OBJECTIVE 1:
Please turn part of the rows below into a numbered list, leaving out blank lines. Begin at the line that contains "Draw the outline of every instance of the butterfly" and stop after the last line of the rows.

PROVIDED TEXT:
<<<<

Mann filmed Desperate six months after he and Slater turned in their first draft, but Follow Me Quietly seems to have been shelved for quite a while before being rewritten by Rackin and Hayward and finally put into production as a B picture. Mann in the meantime had moved to Eagle Lion (formerly PRC), where he made Railroaded! (1947) and T-Men (1947), his first hit. Follow Me Quietly was finally made by Richard Fleischer—whose own breakthrough film, The Narrow Margin (1952), was still a few years off—a year after the Rosenwald-Mann first draft(hereinafter referred to as ‘RM’) was turned in.

In that sense, the IMDb.com attribution of the film to Fleischer and Mann isn't far off, but the evolution revealed in the RKO script files is more complicated than that.

While it wouldn't be wrong to attribute the invention of Deadpan at least partly to Mann, the scene where Deadpan comes to life was invented by Martin Rackin. And even though it is unlikely that Richard Fleischer,whose memoirs are silent on this subject, had a hand in inventing that scene, it was almost certainly his decision to include it in the final shooting script after it had been eliminated in Lillie Hayward’s rewrites. Fleischer mentions an earlier collaboration with Hayward in his memoirs, Just Tell Me When to Cry, where he also recalls his friendship with Sid Rogell, the head of RKO’s B-movie unit,who took him under his wing and completed his education in the ferocious rituals of film production.

>>>>

OBJECTIVE 2:
Continue the passage on the making of Follow Me Quietly from its last sentence.

MATERIAL TO PROCESS:
<<<<

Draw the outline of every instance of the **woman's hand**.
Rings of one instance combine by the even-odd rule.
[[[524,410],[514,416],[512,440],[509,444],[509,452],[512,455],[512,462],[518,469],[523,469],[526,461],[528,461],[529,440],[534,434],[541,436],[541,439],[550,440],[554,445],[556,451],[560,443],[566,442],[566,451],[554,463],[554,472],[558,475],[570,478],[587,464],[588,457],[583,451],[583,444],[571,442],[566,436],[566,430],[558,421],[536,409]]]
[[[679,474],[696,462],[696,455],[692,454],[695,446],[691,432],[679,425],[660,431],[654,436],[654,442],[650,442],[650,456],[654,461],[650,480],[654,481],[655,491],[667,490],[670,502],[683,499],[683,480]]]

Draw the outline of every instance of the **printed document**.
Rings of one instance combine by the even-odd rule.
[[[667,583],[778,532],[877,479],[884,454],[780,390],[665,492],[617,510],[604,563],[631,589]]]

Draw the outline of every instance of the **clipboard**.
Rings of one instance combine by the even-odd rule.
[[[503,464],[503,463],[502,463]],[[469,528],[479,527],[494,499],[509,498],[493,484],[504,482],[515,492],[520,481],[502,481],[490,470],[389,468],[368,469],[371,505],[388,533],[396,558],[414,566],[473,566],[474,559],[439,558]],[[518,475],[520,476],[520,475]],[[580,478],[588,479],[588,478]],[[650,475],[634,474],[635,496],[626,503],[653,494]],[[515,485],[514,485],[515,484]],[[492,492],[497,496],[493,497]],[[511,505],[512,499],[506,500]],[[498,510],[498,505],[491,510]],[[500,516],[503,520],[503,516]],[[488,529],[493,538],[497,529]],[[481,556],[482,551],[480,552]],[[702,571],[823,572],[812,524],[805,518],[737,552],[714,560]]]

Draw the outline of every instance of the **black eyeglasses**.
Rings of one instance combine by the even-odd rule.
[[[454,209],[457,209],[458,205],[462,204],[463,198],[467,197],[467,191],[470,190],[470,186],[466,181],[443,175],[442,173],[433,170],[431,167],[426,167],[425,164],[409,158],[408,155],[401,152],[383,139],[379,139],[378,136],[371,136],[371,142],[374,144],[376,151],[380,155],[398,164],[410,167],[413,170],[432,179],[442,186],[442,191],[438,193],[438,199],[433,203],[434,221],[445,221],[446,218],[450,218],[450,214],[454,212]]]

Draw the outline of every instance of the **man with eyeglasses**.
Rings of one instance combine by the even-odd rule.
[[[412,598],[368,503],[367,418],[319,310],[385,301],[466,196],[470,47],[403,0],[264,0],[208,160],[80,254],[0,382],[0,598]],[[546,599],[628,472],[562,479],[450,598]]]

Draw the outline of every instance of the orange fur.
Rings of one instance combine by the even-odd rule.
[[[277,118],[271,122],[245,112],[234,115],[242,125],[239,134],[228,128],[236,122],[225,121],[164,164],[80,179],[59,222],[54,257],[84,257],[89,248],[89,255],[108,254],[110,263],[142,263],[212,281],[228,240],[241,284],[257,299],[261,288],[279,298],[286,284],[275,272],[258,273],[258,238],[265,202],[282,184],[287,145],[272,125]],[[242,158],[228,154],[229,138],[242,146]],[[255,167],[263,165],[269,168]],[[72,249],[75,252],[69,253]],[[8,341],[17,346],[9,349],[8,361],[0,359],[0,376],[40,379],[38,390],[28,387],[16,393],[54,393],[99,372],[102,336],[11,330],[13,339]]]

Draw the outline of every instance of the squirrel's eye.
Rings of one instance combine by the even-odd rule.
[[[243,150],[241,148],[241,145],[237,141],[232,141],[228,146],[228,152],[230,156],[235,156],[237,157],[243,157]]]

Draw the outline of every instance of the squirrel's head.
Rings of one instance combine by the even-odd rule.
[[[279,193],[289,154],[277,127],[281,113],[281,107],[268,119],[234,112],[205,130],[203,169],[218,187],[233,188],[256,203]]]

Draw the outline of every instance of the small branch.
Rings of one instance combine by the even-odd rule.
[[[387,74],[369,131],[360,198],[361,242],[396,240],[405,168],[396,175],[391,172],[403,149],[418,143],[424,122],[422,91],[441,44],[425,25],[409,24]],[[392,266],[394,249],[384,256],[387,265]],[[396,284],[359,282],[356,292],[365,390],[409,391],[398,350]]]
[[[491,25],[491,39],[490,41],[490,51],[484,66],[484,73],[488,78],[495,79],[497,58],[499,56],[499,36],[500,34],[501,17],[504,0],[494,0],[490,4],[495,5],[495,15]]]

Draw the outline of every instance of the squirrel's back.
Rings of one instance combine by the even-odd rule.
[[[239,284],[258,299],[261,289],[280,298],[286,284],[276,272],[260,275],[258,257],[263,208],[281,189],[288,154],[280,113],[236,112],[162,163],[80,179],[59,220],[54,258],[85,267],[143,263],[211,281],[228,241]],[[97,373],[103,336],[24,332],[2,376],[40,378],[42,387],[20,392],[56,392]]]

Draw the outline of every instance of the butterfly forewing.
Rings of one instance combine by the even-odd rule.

>>>>

EXERCISE RESPONSE 1:
1. Draw the outline of every instance of the butterfly forewing.
2. Rings of one instance combine by the even-odd rule.

EXERCISE RESPONSE 2:
In fact, a look at the production reports for Follow Me Quietly shows that, B-movie or not (the budget was $65,000), Fleischer was allowed to do retakes and additional shots every day of the 12-day schedule.

He was also allowed to film a number of scenes in the rain, even though he describes Rogell publicly humiliating Group Theatre founder Harold Clurman when he made the same request (‘Rain? You know how much f-----g rain costs?’) for Deadline at Dawn (1946). So if Fleischer asked for the scene where Deadpan gets up to be restored in the final draft Hayward turned in on August 11, a week before start of production, it’s no surprise that Rogell OK’d it—even though it meant more ‘f-----g rain’ streaming down the window Deadpan is looking out of int he darkened office.

When Martin Rackin invented that scene (Scene 105 of the draft turned in on February 21), he was carrying the idea Mann and his collaborator imagined—Deadpan as Golem—farther than they had, but the context they had created made the moment work.

The scene remained in Lillie Hayward’s first draft, dated May 27,which was still the script for a much more ample film, but when she was ordered to cut it down (in drafts dated June and July of 1948), she eliminated not only Scene 105, but much of the narrative context that informed it. Fleischer, by restoring the scene in a greatly pared-down context before he shot the film in August, created a phantom, the onscreen representative of a phantom film that can only be read through the successive layers of a palimpsest. —B.K.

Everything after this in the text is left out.